_YOUR ASSIGNMENT_:
Print the lines that run from the line with "An instance may" to the line with "Answer as one", keeping both end lines, exactly as they appear in the entries below, and nothing else.

_SUPPLIED ENTRIES_:
--------------------

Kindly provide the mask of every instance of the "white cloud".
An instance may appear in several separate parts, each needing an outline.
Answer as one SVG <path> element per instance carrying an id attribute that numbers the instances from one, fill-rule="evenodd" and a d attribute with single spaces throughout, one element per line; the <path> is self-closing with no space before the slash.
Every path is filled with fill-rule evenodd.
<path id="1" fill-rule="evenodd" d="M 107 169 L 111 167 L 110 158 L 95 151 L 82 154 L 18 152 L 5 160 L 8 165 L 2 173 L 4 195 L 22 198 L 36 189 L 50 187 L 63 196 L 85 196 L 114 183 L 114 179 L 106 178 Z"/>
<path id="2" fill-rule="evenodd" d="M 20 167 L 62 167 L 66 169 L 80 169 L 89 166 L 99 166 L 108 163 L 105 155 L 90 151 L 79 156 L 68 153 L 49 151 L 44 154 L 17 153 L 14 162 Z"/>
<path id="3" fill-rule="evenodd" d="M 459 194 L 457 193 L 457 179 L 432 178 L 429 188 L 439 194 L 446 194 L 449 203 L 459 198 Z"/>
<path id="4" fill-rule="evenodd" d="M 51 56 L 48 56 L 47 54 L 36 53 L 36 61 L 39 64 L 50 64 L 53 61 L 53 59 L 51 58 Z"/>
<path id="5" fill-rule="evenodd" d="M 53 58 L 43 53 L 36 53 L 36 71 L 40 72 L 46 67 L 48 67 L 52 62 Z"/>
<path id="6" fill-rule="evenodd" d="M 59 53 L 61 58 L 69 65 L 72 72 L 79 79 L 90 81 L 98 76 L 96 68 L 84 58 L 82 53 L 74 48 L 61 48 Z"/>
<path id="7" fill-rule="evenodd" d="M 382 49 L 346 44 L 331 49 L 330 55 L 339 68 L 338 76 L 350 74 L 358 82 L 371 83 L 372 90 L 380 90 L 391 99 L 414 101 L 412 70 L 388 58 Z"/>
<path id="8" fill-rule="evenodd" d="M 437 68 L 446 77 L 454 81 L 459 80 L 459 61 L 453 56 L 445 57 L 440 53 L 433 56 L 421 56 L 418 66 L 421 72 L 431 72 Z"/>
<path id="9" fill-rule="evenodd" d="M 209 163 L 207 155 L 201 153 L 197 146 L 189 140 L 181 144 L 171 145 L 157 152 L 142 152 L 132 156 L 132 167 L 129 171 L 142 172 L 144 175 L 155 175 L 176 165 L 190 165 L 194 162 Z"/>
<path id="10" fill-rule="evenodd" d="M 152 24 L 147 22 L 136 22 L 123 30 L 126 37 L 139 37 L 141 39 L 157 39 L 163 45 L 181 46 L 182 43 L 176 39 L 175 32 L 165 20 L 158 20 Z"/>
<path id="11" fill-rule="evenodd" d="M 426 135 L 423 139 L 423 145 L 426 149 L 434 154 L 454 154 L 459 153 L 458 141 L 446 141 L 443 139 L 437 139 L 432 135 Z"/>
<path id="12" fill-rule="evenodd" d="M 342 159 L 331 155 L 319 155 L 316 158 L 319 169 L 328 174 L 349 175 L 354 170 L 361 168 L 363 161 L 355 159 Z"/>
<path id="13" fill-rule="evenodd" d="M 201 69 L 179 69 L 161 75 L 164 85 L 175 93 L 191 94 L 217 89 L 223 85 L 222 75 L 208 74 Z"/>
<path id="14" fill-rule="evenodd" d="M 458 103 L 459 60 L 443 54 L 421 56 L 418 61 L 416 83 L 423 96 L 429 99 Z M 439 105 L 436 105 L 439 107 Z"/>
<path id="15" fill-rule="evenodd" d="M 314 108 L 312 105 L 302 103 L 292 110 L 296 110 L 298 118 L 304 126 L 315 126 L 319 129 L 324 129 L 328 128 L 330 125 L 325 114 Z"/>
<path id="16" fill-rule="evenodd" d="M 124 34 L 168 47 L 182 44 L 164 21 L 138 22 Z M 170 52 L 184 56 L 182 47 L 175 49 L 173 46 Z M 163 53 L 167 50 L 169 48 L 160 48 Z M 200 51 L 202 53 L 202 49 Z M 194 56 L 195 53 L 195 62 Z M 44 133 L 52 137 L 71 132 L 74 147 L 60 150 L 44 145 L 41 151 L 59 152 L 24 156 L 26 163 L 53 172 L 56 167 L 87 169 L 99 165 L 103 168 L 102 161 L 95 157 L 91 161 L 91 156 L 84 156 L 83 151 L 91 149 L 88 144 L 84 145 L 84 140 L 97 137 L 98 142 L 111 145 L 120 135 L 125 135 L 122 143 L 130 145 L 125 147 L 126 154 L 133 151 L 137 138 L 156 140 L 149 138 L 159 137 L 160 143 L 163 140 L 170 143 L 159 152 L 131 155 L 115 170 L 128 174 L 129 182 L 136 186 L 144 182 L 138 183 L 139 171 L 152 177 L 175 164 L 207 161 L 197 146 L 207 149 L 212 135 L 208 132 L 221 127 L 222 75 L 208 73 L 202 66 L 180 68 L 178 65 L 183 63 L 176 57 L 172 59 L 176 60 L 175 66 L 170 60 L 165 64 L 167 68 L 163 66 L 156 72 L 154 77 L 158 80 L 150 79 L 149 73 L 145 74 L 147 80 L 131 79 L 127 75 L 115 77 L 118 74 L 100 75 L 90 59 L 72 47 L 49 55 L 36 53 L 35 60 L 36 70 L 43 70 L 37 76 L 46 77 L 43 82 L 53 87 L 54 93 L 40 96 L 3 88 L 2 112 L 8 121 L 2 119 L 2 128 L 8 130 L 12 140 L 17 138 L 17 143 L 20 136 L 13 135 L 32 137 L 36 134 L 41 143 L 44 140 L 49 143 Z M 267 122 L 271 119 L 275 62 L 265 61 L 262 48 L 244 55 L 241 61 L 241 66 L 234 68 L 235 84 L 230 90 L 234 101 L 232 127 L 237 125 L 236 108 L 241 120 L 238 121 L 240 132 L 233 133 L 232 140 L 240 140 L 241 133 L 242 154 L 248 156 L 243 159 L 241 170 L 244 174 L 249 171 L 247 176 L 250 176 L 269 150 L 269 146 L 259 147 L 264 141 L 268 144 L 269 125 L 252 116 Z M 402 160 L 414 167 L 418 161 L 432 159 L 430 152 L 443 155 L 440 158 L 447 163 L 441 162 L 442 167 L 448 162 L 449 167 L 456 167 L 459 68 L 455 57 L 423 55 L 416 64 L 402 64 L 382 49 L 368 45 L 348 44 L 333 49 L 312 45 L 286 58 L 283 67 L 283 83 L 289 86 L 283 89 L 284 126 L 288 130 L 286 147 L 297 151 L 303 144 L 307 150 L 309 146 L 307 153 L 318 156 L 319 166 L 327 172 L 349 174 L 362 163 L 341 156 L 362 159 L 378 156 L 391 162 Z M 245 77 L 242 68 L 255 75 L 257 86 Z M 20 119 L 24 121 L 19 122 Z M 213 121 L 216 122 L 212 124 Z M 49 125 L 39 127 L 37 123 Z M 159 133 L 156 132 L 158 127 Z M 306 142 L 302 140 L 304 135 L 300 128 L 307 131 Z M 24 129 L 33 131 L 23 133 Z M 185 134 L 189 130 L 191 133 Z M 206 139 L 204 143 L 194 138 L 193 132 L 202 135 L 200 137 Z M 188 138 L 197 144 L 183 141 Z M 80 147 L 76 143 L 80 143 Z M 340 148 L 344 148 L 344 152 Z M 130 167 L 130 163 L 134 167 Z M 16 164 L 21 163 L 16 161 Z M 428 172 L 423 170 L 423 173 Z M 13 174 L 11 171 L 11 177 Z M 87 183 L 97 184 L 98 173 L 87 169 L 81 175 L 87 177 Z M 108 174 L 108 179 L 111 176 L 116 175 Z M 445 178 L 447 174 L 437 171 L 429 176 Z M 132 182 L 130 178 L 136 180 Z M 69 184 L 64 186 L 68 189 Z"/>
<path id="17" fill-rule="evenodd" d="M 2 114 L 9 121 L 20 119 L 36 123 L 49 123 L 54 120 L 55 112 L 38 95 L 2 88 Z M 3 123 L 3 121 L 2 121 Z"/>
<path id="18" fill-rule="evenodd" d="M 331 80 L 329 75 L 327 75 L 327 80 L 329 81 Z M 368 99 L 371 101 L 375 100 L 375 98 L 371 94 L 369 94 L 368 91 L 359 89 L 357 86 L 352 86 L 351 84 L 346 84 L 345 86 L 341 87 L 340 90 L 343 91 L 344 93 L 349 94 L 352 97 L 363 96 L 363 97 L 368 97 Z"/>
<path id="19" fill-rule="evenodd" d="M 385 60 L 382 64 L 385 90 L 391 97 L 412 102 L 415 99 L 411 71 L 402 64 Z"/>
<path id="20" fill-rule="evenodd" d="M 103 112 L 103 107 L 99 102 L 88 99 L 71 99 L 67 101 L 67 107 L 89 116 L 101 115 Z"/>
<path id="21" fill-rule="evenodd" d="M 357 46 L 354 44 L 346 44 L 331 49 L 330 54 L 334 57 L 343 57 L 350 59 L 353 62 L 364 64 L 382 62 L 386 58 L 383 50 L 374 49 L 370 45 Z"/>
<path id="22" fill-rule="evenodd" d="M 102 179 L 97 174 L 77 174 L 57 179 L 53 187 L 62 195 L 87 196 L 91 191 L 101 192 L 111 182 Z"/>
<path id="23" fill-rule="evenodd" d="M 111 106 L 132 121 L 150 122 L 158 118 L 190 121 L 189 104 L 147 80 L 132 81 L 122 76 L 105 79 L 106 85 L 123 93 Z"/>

--------------------

_SOLUTION TO THE PROBLEM_:
An instance may appear in several separate parts, each needing an outline.
Answer as one SVG <path> element per instance carrying an id attribute that numbers the instances from one, fill-rule="evenodd" and a d attribute with single spaces throughout, one element per line; the <path> is self-closing with no space before the slash.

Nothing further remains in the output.